▸ **Your task**: How many lines in the records below contain the word "pair"? Reply with the number alone.

▸ **Records for processing**:

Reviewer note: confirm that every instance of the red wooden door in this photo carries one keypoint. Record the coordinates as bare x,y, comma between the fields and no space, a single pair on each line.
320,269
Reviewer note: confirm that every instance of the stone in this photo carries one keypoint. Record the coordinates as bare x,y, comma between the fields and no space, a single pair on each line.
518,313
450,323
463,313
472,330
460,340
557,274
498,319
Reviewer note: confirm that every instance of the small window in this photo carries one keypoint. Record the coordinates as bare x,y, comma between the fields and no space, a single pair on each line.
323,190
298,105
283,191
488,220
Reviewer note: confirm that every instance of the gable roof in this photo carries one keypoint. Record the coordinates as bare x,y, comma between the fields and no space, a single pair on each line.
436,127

---

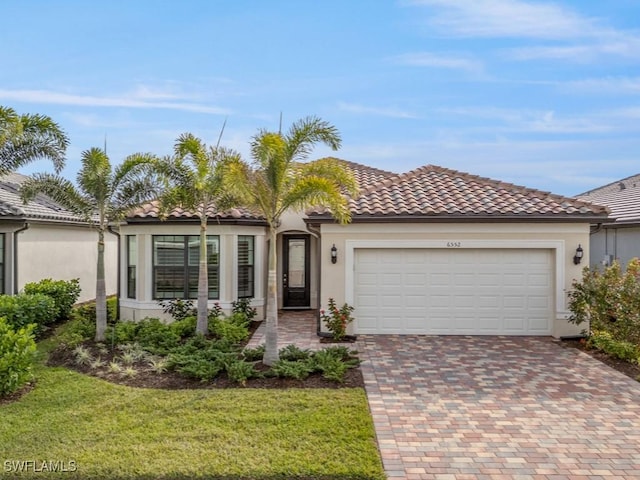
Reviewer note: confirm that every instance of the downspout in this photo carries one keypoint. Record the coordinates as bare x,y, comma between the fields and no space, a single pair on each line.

▸ **Solution to this exercise**: 5